━━ Okunacak metin ━━

Yok, yaşı ilerleyince insan "fiction" okuyamaz oluyor, ancak tarih ve biyografi ilgisini çekiyor ama ondan değil... Sanatta esnaflık sevmiyorum!

Son yıllarda öne çıkan yazarlarımızın bir "varoluş sorunsalı" yok. (Entel kaçtı ama tanım budur.)

Çetrefil insan gerçeğini, "dar yerde" sıkışıp kalmış insan örneklerini incelemek değil dertleri. Unutulmaz "roman kahramanları" da yaratmıyorlar, sosyoloji ve tarih "etüdleri" yapmaya da hiç yanaşmıyorlar.

Batı'da ilgi uyandırmak, bu arada "ihracat fazlasını" da iç pazara vermek, Allah Nobel nasip ettiyse almak, ya da sırasını kollamak...

Orhan aldı, bir başka türk yazarı da alır mı?

Niçin olmasın? "Önemli bir siyasi gelişme" olursa alabilir tabii...

Çünkü ya Türkiye'ye küfür ederek alınıyor, ya da Türkiye beklenmedik bir başarı kazanınca. O zaman, Türk okuruna değil, yabancı tüketiciye yönelik iş yapılıyor.

Orhan, romanlarını kötü bir üslup (daha doğrusu üslupsuzlukla), esas olarak Maureen Freely için yazar (arkadaşı ve çevirmeni)... Bu nedenle de, eserlerinin asılları yirmi sayfadan fazla gitmez ama ingilizce çevirileri çok daha akıcıdır.

Akımlar vardır edebiyat tarihinde... Jacques Prevert'in "şiirsel gerçekçilik" akımı gibi (Türkiye mümessili "Garip şiiri" ve özellikle de Orhan Veli...)

Batı uygarlığının insanlığa söyleyecek sözü kalmayınca sımsıkı sarıldığı "fantastik gerçekçilik" akımı gibi... Başta Gabriel Garcia Marquez... Türkiye mümessili Latife Tekin'di ama soyut bir "minimalizme" saptı ve kendini tüketti, karikatürcü kocası da müthiş yeteneğini "siyasi safsatalar" uğruna harcıyor.)

Kusura bakmazsanız, bendeniz de Orhan Pamuk ve Elif Şafak gibi yazarlarımızı "turistik gerçekçilik" akımına sokuyorum. Değerlerini, çabalarını, emeklerini, ülkemize hizmetlerini asla inkar etmiyorum, hayır.

Ama işte "Mavi Jeans", "Güllüoğlu Baklavaları" ya da işte "Mado Dondurması" gibi...
konu bu değil ama bu tamlamayı okuyunca kulağımı tırmalayan rahatsız eden bir olay oluştu; demek oluyor ki dilsiz edebiyat olmaz.
(bkz: yahya kemal beyatlı)
(bkz: ahmet hamdi tanpınar)

━━━

#### [Görev 1]
Türk yazarları üzerine yazıdaki "Orhan aldı, bir" ifadesinden "çok daha akıcıdır." ifadesine kadar uzanan bölümü hiçbir değişiklik yapmadan yeniden yazın.
#### [Görev 2]
Türk yazarları üzerine yazıyı kaldığı yerden sürdürün.
Kayıtlara bakmanız gerekmiyor.

━━ Veri kümesi alıntıları ━━

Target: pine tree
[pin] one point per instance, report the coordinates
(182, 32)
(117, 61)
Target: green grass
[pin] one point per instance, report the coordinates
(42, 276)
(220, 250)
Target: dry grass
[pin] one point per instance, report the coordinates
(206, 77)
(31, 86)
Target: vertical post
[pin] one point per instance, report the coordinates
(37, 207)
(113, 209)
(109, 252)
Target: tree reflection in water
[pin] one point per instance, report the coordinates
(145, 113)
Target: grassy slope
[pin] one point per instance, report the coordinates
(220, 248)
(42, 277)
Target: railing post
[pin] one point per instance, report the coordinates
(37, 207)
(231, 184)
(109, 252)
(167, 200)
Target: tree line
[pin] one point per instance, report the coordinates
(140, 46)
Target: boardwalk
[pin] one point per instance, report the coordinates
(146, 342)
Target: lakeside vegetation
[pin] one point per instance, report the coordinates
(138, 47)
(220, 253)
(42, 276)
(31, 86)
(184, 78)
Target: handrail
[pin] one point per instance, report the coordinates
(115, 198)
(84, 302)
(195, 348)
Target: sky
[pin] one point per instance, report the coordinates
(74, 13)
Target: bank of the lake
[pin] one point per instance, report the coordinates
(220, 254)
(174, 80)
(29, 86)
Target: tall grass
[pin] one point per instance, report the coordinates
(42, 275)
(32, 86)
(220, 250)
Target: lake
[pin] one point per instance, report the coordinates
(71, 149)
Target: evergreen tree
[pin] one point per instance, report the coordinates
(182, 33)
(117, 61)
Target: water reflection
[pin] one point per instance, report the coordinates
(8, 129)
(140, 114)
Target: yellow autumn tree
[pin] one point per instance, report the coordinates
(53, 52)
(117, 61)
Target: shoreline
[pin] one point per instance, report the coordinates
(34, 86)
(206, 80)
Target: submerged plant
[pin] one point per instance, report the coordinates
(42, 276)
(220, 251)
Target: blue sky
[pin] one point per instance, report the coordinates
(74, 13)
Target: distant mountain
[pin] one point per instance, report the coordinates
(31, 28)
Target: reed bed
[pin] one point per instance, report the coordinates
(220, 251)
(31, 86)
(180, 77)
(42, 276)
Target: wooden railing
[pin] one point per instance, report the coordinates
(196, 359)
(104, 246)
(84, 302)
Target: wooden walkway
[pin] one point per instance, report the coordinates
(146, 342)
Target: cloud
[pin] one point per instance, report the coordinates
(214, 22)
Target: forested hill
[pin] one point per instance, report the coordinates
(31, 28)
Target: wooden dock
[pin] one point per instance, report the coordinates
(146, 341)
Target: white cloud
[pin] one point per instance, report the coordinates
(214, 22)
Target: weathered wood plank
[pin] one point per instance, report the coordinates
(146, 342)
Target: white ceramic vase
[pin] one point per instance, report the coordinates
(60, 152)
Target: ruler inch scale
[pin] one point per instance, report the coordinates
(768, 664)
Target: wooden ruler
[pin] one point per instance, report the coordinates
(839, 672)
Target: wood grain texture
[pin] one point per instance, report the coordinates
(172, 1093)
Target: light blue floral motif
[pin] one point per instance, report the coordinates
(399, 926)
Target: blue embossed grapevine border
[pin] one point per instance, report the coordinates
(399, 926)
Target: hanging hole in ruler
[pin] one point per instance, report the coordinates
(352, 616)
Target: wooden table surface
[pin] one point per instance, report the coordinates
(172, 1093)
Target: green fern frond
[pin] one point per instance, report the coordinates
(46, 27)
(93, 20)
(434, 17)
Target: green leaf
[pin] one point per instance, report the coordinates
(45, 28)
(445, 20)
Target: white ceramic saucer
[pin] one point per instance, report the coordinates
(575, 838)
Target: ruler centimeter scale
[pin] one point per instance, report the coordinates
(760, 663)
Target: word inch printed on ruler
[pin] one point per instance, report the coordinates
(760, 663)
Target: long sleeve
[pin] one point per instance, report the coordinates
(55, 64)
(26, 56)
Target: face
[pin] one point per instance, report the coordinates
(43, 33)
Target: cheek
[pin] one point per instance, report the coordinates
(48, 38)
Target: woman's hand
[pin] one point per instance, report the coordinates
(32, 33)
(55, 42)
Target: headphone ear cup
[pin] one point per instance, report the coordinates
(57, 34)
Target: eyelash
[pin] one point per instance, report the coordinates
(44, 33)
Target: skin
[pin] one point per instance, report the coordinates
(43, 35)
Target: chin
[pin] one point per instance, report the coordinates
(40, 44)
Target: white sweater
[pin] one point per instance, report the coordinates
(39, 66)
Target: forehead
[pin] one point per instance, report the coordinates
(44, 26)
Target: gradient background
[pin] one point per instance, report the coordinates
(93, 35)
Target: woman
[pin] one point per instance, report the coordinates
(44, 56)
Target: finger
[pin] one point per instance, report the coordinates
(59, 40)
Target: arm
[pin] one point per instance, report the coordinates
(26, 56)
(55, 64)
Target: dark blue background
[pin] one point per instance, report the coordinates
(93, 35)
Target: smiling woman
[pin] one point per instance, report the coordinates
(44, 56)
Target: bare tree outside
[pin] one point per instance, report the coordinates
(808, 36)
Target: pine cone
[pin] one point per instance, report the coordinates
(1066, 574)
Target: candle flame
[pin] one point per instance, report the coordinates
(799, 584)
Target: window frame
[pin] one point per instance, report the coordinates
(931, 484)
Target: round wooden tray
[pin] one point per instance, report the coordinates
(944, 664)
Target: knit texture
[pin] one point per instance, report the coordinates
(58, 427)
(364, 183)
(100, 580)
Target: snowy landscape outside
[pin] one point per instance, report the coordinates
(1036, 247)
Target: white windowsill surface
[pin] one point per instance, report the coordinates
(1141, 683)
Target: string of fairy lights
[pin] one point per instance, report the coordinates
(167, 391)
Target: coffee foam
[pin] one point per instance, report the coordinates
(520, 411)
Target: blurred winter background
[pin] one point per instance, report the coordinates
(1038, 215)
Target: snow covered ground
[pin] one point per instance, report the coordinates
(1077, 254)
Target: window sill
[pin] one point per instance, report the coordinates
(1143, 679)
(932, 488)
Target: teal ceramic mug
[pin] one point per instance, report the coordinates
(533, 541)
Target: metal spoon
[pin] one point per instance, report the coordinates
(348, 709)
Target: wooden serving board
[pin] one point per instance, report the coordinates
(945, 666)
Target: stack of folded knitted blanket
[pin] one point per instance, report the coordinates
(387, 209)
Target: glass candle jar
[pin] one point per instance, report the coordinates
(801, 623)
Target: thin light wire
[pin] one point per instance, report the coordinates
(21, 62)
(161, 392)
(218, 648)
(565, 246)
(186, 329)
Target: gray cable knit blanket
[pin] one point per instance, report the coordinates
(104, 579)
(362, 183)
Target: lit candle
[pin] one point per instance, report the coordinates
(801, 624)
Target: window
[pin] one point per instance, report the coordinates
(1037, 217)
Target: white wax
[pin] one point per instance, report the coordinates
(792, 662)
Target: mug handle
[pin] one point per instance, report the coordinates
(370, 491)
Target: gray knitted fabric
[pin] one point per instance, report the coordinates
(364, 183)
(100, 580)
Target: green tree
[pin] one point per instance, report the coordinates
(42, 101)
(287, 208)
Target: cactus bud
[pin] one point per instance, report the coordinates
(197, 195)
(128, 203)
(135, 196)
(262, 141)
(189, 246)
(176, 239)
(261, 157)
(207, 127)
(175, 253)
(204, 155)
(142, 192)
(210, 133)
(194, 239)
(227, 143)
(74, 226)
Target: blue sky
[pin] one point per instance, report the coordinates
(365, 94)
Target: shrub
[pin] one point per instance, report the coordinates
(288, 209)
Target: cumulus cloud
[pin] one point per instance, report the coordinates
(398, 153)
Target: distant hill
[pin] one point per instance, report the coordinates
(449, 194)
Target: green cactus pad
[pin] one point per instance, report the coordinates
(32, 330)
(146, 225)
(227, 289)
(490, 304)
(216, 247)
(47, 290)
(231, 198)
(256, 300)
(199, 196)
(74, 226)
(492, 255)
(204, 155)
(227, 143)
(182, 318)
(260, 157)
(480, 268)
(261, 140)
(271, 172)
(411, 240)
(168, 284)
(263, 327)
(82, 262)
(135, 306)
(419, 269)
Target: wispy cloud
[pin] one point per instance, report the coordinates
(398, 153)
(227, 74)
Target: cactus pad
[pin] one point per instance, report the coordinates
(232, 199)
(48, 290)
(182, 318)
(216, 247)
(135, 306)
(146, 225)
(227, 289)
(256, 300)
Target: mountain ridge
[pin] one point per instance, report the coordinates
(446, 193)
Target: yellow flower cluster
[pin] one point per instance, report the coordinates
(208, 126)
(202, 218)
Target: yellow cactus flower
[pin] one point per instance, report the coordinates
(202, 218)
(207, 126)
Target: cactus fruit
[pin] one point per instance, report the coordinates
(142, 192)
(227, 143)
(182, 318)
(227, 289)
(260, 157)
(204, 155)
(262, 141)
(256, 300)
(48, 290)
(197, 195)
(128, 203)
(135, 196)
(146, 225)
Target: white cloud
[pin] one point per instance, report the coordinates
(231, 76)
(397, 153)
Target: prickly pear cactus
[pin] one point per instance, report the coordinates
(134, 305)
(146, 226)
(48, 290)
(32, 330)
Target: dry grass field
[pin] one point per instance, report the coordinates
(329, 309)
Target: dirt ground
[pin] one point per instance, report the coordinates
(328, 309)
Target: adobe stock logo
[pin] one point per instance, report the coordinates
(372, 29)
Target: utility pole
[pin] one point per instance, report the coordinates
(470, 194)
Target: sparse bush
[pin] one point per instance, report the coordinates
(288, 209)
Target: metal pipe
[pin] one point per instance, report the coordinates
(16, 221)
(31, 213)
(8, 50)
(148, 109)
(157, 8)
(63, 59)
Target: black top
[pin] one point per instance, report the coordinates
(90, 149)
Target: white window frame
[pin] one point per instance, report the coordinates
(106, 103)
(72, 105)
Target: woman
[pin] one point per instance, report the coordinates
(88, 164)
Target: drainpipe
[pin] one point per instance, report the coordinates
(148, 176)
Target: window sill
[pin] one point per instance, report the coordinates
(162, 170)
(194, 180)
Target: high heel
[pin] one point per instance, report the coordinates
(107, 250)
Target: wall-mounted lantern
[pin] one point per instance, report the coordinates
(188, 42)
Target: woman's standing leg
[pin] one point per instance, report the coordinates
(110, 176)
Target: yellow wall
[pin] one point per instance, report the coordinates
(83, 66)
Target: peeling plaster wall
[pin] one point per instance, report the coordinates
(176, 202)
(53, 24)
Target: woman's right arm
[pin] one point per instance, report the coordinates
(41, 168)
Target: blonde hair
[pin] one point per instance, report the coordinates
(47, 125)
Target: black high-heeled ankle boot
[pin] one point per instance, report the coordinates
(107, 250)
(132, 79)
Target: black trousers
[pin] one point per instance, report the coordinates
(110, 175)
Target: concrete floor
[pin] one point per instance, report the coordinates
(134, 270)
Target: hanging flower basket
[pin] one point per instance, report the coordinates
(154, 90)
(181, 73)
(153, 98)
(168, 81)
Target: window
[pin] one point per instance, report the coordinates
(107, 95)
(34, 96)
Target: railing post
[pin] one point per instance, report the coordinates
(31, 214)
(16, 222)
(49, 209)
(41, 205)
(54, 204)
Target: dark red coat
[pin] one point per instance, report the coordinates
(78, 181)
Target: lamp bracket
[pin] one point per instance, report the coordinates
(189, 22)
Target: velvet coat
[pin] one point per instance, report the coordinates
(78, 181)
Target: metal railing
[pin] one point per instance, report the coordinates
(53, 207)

━━━

#### [Yanıt 1]
Orhan aldı, bir başka türk yazarı da alır mı?

Niçin olmasın? "Önemli bir siyasi gelişme" olursa alabilir tabii...

Çünkü ya Türkiye'ye küfür ederek alınıyor, ya da Türkiye beklenmedik bir başarı kazanınca. O zaman, Türk okuruna değil, yabancı tüketiciye yönelik iş yapılıyor.

Orhan, romanlarını kötü bir üslup (daha doğrusu üslupsuzlukla), esas olarak Maureen Freely için yazar (arkadaşı ve çevirmeni)... Bu nedenle de, eserlerinin asılları yirmi sayfadan fazla gitmez ama ingilizce çevirileri çok daha akıcıdır.

#### [Yanıt 2]
bu iki isim en büyük isimleridir türk edebiyatının son yüz yılının. Bir defa kendilerini zamanın ruhundan kurtarıp zamanın kendisi hakkında yazılar yazmışlardır. Ne yazdı la bu mal diyor olabilirsiniz, merak edin biraz. Açın okuyun.

bir de türk edebiyatında bu kadar güzel şiirlere rağmen manzum hep geride kalmıştır. Umarım bir gün onun da şiir seviyesine geldiğini görürüz.
Bünyesinde s*ktir et diye bir kitap bulundurmayan edebiyattır.

(bkz: çeviri)
oğuz atay'dan sonra bitmiştir. modern türk edebiyatı tabii. gerisini bilmem.
islamlaşma sürecinde islam içerisinde türklerin kabûl ve hâkimiyetlerinin meşrûiyetine hizmet etmiştir.divân-ı lugât-it türk ve kutadgu bilig emperyal vizyonu olan bir devlet ürünleridir. battalnâme, danişmendnâme, satuk buğra han destânı vs. yeni din ve medenîyete kendini ispât ve kabûl ettirmenin örnekleridir.

http://www.yeraltitarih.c...amlasma-caginda-turk.html
Lisede eğer az çok birşey bilen öğretmen varsa en eğlenceli geçen ders.
en sıkıcı lise dersi. matematik bile yanında zevkli kalır. o söz sanatları, o gereksiz ayrıntılar, o arapça mı türkçe mi belli olmayan kelimeler falan off. sözlükte çok edebiyatsever var eksiye boğulurum şimdi.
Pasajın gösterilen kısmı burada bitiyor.